— Goal of the exercise —
In the text on reactions to the New Bataan 5 killings, on what date did the University of the Philippines release its statement denouncing the massacre?

— Source text —
== Segment start ==
Greenpeace, on February 27, 2022, issued a statement of condemnation, decrying the red-tagging and killing of the 'New Bataan 5'.

The University of the Philippines denounced the massacre on a statement released on March 7, 2022. UP College of Engineering also called for justice. Other student organizations, including UP Cebu University Student Council, also condemned the massacre.

Former Bayan Muna Representative Neri Colmenares also denounced the massacre, urging an impartial investigation. He also condemned the press releases of the AFP that paraded the dead bodies as NPA combatants. According to Bagong Alyansa Makabayan Secretary General Renato Reyes, dissenters like Booc are not terrorists, contrary to the AFP claim.

Atty. Antonio La Viña, who was the legal counsel of Save Our Schools and Booc, also condemned the massacre.

Senator Leila de Lima called for further independent investigation on the matter. Vice presidential aspirant Senator Kiko Pangilingan said that impunity in the country must stop, after reading a placard demanding justice for New Bataan 5 at a campaign sortie.

Protests were launched to condemn the massacre and the AFP. These include protests in UP Cebu on February 26 and UP Diliman on March 6.

On April 4, 2022, commemorating forty days after the massacre, religious people, students, and other advocates conducted an ecumenical service and tree-planting ceremony in UP Diliman. A day before, youth mass organizations such as Student Christian Movement of the Philippines, Anakbayan, and League of Filipino Students launched a surprise 'lightning rally' in front of Camp Aguinaldo to condemn the AFP.

Karapatan called for an independent and impartial investigation, condemning the militarization of the Duterte administration and NTF-ELCAC. The group denounced continued red-tagging by the NTF-ELCAC through the massacre that happened.

Groups such as the International Coalition for Human Rights in the Philippines, Anakbayan USA, IBON Foundation also condemned the massacre.
== Segment end ==
— Information shown —
== Segment start ==
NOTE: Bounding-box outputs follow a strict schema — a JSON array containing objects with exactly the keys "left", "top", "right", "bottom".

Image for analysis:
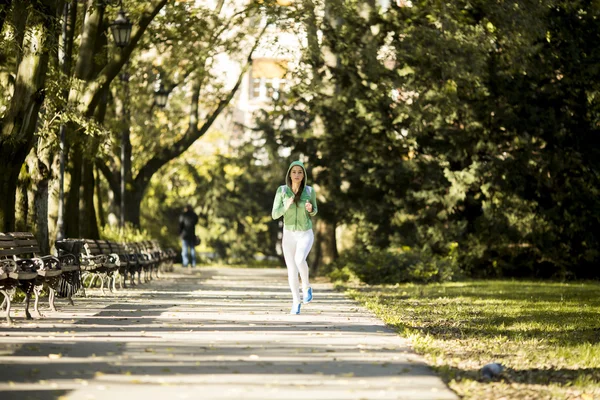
== Segment end ==
— Response for this exercise —
March 7, 2022.